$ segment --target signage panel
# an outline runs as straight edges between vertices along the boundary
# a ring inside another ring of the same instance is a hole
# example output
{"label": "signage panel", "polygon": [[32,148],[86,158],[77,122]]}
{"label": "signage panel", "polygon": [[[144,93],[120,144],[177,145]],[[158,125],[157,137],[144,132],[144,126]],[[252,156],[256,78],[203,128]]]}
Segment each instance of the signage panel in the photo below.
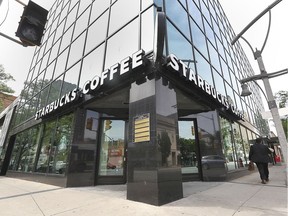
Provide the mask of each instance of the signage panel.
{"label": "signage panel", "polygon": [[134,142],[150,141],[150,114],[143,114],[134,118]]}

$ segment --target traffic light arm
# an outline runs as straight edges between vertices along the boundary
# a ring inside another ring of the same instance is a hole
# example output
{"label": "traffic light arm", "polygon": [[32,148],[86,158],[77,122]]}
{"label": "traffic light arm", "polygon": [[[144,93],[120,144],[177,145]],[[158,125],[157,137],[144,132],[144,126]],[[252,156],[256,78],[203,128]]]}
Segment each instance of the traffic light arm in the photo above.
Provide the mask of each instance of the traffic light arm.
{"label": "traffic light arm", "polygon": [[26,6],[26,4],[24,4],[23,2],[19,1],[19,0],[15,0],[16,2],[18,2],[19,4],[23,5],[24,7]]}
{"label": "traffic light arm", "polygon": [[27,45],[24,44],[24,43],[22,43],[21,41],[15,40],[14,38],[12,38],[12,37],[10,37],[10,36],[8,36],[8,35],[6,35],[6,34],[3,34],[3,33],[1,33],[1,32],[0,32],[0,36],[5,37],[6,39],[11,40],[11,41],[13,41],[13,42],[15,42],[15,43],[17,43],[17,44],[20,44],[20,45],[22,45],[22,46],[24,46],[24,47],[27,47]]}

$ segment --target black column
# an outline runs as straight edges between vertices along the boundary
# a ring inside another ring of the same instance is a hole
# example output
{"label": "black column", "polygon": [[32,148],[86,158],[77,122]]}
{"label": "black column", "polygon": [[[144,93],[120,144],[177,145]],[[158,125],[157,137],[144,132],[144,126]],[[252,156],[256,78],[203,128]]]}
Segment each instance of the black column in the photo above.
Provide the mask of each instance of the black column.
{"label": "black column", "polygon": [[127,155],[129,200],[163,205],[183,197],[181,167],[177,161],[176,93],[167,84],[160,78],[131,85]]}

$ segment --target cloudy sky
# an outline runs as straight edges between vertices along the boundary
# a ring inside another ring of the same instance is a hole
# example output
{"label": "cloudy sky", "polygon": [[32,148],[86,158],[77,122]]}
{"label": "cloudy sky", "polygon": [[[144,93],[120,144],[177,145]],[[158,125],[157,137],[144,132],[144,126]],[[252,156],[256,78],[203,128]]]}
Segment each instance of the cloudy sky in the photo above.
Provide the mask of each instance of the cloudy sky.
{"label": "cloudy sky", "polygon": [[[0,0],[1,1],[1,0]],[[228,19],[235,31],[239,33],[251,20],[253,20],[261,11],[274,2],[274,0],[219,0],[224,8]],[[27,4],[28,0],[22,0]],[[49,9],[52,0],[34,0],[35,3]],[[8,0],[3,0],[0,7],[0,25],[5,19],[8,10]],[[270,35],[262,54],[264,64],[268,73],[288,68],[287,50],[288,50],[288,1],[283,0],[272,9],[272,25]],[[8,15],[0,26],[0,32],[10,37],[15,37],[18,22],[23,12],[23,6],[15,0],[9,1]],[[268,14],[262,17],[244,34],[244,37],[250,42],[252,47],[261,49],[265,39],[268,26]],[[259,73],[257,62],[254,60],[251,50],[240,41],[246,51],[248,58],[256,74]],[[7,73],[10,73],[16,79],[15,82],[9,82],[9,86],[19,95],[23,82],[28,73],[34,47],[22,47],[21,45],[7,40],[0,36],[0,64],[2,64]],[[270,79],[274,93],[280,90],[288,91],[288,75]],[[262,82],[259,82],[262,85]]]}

..........

What this task involves:
Copy out every entry above, character for character, excluding pictures.

Answer to this task:
$ segment --target signage panel
# an outline runs as straight edges between vertices along the boundary
# a ring inside another ring of the same instance is a hole
# example output
{"label": "signage panel", "polygon": [[32,148],[86,158],[77,122]]}
{"label": "signage panel", "polygon": [[[144,93],[120,144],[177,145]],[[158,125],[157,137],[144,132],[144,126]],[[252,156],[256,78],[203,128]]]}
Segment each instance of the signage panel in the photo below.
Provide the mask of each instance of the signage panel.
{"label": "signage panel", "polygon": [[134,142],[150,141],[150,114],[143,114],[134,118]]}

$ segment --target traffic light arm
# an outline runs as straight edges between vertices along the boundary
# a ring inside another ring of the same instance is a hole
# example output
{"label": "traffic light arm", "polygon": [[32,148],[86,158],[77,122]]}
{"label": "traffic light arm", "polygon": [[[144,93],[120,144],[177,145]],[[158,125],[157,137],[144,132],[144,126]],[[252,156],[256,78],[203,128]]]}
Segment each instance of the traffic light arm in the photo above.
Provide the mask of each instance of the traffic light arm.
{"label": "traffic light arm", "polygon": [[26,6],[26,4],[24,4],[23,2],[19,1],[19,0],[15,0],[16,2],[18,2],[19,4],[23,5],[24,7]]}
{"label": "traffic light arm", "polygon": [[27,45],[24,44],[24,43],[22,43],[21,41],[15,40],[14,38],[12,38],[12,37],[10,37],[10,36],[8,36],[8,35],[6,35],[6,34],[3,34],[3,33],[1,33],[1,32],[0,32],[0,36],[5,37],[6,39],[11,40],[11,41],[13,41],[13,42],[15,42],[15,43],[17,43],[17,44],[20,44],[20,45],[22,45],[22,46],[24,46],[24,47],[27,47]]}

$ segment --target black column
# an outline runs as straight edges between vertices along the boundary
# a ring inside another ring of the same instance is a hole
# example output
{"label": "black column", "polygon": [[32,148],[86,158],[77,122]]}
{"label": "black column", "polygon": [[[144,93],[120,144],[177,145]],[[158,125],[157,137],[144,132],[144,126]],[[252,156],[256,78],[203,128]]]}
Segment each instance of the black column in the photo above.
Provide the mask of each instance of the black column.
{"label": "black column", "polygon": [[127,155],[129,200],[163,205],[183,197],[181,167],[177,161],[176,93],[167,84],[160,78],[131,85]]}

$ segment --target cloudy sky
# an outline runs as straight edges between vertices along the boundary
# a ring inside another ring of the same instance is a hole
# example output
{"label": "cloudy sky", "polygon": [[32,148],[86,158],[77,122]]}
{"label": "cloudy sky", "polygon": [[[144,93],[120,144],[177,145]],[[158,125],[157,137],[144,132],[144,126]],[[252,156],[256,78],[203,128]]]}
Segment each instance of the cloudy sky in the photo above.
Provide the mask of each instance of the cloudy sky.
{"label": "cloudy sky", "polygon": [[[0,0],[1,1],[1,0]],[[228,19],[235,31],[239,33],[251,20],[253,20],[261,11],[274,2],[274,0],[219,0],[224,8]],[[27,4],[28,0],[22,0]],[[49,9],[52,0],[34,0],[35,3]],[[8,0],[3,0],[0,7],[0,25],[5,19],[8,10]],[[270,35],[262,54],[264,64],[268,73],[288,68],[287,50],[288,50],[288,1],[283,0],[272,9],[272,25]],[[8,15],[0,26],[0,32],[10,37],[15,37],[18,22],[23,12],[23,6],[15,0],[9,1]],[[268,14],[262,17],[244,34],[244,37],[250,42],[252,47],[261,49],[265,39],[268,26]],[[259,73],[257,62],[254,60],[251,50],[240,41],[246,51],[248,58],[256,74]],[[7,73],[10,73],[16,79],[15,82],[9,82],[9,86],[19,95],[23,82],[28,73],[34,47],[22,47],[21,45],[7,40],[0,36],[0,64],[2,64]],[[270,79],[274,93],[280,90],[288,91],[288,75]],[[262,82],[259,82],[262,85]]]}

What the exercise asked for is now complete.